### What this task involves
How many lines below contain the word "white"? Reply with the number alone.

########################################

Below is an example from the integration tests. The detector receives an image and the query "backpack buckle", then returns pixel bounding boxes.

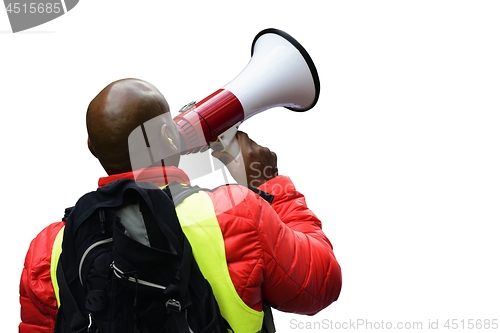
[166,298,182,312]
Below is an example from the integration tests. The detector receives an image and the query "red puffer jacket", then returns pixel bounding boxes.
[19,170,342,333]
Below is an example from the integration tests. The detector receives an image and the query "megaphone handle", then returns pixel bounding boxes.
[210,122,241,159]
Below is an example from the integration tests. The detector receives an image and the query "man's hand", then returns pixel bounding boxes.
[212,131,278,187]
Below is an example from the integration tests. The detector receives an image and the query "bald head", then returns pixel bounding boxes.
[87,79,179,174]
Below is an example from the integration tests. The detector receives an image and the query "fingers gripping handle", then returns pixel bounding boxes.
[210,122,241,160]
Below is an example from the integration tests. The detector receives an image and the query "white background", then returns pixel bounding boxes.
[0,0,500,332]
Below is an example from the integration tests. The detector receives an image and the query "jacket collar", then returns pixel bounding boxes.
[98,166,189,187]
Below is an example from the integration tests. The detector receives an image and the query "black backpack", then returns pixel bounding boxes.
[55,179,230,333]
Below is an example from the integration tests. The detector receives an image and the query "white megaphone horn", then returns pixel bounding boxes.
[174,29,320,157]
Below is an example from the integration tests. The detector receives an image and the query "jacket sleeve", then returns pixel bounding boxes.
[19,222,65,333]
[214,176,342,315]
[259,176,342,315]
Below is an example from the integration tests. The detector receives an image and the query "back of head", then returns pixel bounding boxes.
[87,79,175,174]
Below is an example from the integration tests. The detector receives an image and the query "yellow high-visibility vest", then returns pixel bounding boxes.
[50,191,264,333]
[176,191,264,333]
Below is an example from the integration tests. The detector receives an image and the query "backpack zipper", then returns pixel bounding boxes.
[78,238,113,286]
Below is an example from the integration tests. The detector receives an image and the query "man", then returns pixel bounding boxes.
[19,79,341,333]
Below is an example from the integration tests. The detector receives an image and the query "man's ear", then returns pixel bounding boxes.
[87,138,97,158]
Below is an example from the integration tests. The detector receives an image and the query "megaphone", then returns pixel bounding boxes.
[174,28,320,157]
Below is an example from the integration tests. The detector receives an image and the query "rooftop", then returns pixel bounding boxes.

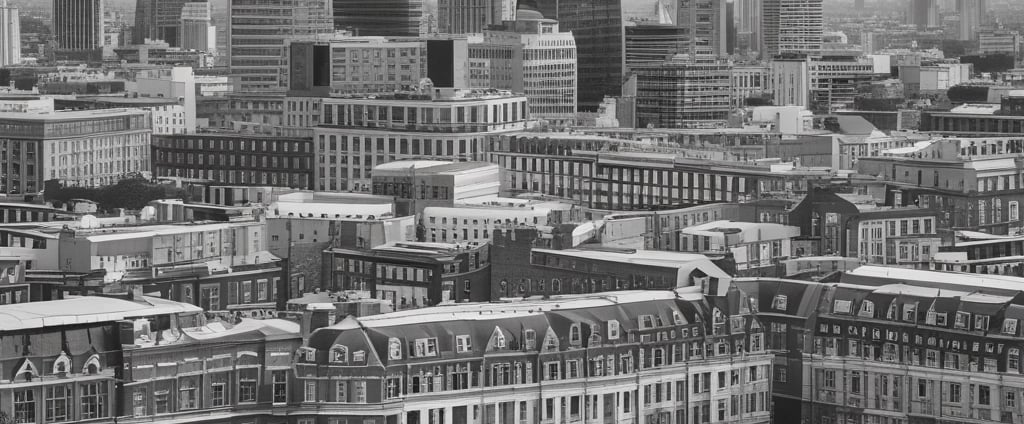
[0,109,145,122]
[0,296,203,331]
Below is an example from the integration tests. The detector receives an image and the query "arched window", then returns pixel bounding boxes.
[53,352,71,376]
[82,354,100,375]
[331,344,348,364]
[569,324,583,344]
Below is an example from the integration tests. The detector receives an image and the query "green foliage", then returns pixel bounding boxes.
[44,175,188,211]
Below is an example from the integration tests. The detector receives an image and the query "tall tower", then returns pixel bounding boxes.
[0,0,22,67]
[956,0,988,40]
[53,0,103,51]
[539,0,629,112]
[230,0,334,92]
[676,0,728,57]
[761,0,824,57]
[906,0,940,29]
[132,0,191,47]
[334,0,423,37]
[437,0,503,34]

########################################

### The reply
2